# Start of EXERCISE INPUT
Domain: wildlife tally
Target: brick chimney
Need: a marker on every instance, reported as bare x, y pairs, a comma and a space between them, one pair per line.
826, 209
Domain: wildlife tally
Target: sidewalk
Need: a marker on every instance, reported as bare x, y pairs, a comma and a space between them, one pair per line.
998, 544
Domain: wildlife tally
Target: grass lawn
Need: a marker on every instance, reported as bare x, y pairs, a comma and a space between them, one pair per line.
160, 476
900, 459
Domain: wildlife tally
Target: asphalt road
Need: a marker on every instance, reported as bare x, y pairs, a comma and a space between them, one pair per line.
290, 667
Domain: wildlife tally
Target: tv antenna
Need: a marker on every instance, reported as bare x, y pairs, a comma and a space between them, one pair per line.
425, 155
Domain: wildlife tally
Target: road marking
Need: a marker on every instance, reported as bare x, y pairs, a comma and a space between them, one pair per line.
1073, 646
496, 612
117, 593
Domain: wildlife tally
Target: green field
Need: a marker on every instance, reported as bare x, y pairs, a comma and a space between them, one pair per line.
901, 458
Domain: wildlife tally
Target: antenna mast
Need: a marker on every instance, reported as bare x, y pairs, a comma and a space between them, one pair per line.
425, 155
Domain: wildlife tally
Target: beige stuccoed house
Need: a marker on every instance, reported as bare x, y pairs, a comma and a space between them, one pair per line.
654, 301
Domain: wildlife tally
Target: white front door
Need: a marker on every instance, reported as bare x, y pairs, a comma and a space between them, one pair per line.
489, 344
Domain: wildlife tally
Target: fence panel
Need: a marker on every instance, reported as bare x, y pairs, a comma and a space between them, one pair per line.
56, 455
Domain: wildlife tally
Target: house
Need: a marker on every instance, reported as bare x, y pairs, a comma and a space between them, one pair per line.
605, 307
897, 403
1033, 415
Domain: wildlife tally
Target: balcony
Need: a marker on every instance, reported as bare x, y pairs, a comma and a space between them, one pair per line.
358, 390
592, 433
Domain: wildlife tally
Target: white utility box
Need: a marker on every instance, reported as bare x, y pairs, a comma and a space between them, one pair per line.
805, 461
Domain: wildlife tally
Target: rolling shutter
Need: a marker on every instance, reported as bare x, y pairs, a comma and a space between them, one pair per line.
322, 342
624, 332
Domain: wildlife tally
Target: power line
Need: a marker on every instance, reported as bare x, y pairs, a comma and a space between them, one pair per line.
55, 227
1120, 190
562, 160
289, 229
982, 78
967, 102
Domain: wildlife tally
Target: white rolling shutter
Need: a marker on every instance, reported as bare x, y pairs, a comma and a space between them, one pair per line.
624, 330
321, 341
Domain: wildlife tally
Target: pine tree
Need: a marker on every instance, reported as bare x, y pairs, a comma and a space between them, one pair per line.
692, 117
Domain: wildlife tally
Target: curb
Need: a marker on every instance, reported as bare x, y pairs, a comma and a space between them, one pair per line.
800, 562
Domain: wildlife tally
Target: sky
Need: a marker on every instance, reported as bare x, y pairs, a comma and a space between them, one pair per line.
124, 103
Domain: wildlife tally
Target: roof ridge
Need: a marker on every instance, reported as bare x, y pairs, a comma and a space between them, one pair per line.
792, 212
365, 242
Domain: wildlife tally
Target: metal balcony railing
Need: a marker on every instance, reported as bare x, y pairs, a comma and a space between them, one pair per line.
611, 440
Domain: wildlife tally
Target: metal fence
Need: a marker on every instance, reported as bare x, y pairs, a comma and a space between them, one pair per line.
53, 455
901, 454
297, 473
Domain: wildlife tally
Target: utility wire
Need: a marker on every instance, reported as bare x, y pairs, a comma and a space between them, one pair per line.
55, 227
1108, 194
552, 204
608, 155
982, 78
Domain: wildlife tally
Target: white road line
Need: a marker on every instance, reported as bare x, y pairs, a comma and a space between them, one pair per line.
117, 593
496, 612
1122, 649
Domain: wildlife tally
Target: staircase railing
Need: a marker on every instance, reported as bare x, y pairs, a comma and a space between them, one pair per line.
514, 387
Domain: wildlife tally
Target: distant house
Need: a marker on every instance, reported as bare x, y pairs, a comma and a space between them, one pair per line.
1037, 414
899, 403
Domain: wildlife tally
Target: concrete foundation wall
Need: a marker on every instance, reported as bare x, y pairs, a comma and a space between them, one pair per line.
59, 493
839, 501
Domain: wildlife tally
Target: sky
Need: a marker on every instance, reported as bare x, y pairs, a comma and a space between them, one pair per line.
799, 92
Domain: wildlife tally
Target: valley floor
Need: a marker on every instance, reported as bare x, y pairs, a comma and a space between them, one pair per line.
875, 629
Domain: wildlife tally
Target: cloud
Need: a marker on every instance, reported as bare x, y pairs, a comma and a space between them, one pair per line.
# End of EXERCISE INPUT
STATED PROBLEM
Every line of the data above should be reproduced word for word.

OUTPUT
Domain: wildlife tally
Target: brick chimney
Need: a marker on every instance, reported as bare x, y pairs, a comma and a space between them, one pair per line.
826, 209
Domain: wildlife tally
Target: sidewalk
Need: a marker on every instance, reported as bare x, y pairs, a comma and a space between them, one pair per line.
998, 544
Domain: wildlife tally
Target: grass lawn
Need: a marker on every instance, reported as bare x, y pairs, a comma and a space between them, one pair per line.
160, 476
900, 459
Domain: wildlife tally
Target: asphalt road
Need: a marker on every instance, reported as bare x, y pairs, a comma and a space between them, one pair per line.
290, 667
Domain: wildlife tally
Target: tv antenna
Need: a marker on every instance, reported as bare x, y pairs, a comma and a space between them, one pair per line.
425, 155
Domain: wildlife tally
Target: road marking
Need: a marker on every instance, reported as bare x, y pairs, a comma and a space between them, one pair per line.
1073, 646
496, 612
117, 593
Domain: wildlife tally
Target: green field
Need: a marker on every instance, reported as bare x, y pairs, a comma and a space between them, one pair per line.
901, 458
Domain: wildlife tally
Target: antenna mast
Need: a marker on every instance, reported as bare x, y pairs, a comma and a space between them, one pair per line.
425, 155
Domain: wildlife tally
Target: beige stuccoed house
Need: a marker on every instance, reported as bare x, y pairs, a comma and a space between them, one pair per line.
654, 301
Domain: wildlife tally
Target: white front door
Need: a marker on every instance, reported as bare x, y pairs, a comma and a space between them, one pair per line.
489, 344
Domain: wildlife tally
Target: fence panel
Need: a marker on every instance, reported as bare x, y pairs, a comma and a space between them, one pair per line.
56, 455
Domain: wildlife tally
Target: house
Need: a marker on every instance, reported as bare x, y pairs, a comma and a space between them, one pair per line.
605, 307
897, 403
1033, 415
Domain: wildlife tally
Target: balcony
Need: a marker on every instance, reported as bare x, y pairs, a comma and a space between them, one pair per line.
358, 390
592, 433
Domain: wildlife tally
Target: white utility box
Need: a marker on every instance, reported as bare x, y pairs, a comma and a space between them, one pair per line.
805, 461
Domain: wildlife tally
Target: rolling shutter
Need: a marker on every instance, reported as bare x, y pairs, a comma and a space between them, one pair per line.
322, 342
624, 332
Domain: wildlife tally
Target: power line
Need: a marker on every instance, reported as bare x, y pairs, a comma and a space between them, one pair per line.
55, 227
1120, 190
562, 160
289, 229
982, 78
967, 102
Domain: wildlife tally
Target: white rolling shutter
Need: a marker on every instance, reported as bare x, y pairs, a comma and a space between them, one pair per line.
624, 330
321, 341
Domain: wildlife tally
Target: pine tree
Need: a marker on every instance, reported as bare x, y pairs, a comma and a space between them, one pair per line.
692, 117
Domain: wildlife tally
Target: curb
Need: a marker on every instance, reported as bare x, y pairs, a comma and a space between them, one pair per line.
800, 562
Domain: wildlife tally
Target: sky
Need: a marker on every instance, reported as bare x, y pairs, a comma and a space between them, one pair per line.
124, 103
Domain: wildlife tally
Target: roof ridge
Need: a marker on every instance, reported as bare x, y pairs, a comma and a space between them, one pair per line.
792, 212
365, 242
Domain: wildlife tally
Target: metal balcony railing
Need: a marker on every instance, reported as bare x, y pairs, a comma and a space between them, one pair per line.
611, 440
Domain: wildlife tally
Target: metal fence
Need: a marker on every instance, reported as bare x, y pairs, a comma and a space between them, one pair per line.
53, 455
901, 454
297, 473
Domain: wildlife tally
Target: utility wire
Need: a marker on every instance, reported as bare x, y pairs, a comma and a space between them, one pair per line.
55, 227
1108, 194
552, 204
608, 155
982, 78
Domain: wildlife tally
Target: white road line
Need: a marker on every instance, reported as bare x, y pairs, a comma and a space between them, one pair per line.
117, 593
496, 612
1122, 649
Domain: wildlife tally
Target: staircase railing
Need: a marker on every instance, reported as bare x, y pairs, a comma and a space between them, one pair per line.
514, 387
Domain: wildlife tally
Target: distant house
Need: a marker on every instance, reported as bare x, y pairs, a comma and a space between them, one pair per line.
1037, 414
899, 403
Domain: wildlife tally
Target: concrete foundation wall
Need: a marker on every instance, reported as bare x, y pairs, a comma and a space between them, one pair per line.
59, 493
839, 501
Domain: wildlife tally
Target: sky
Need: a marker on every instance, reported as bare x, y pairs, a comma and a space between them, one pair per line.
799, 92
Domain: wildlife tally
Target: valley floor
Need: a marker on every instance, reported as bare x, y pairs, a comma and a space between them, one pair per line.
875, 629
Domain: wildlife tally
Target: cloud
Need: a marker on every instance, reported as bare x, y pairs, a comma and a space between them, one pair per line.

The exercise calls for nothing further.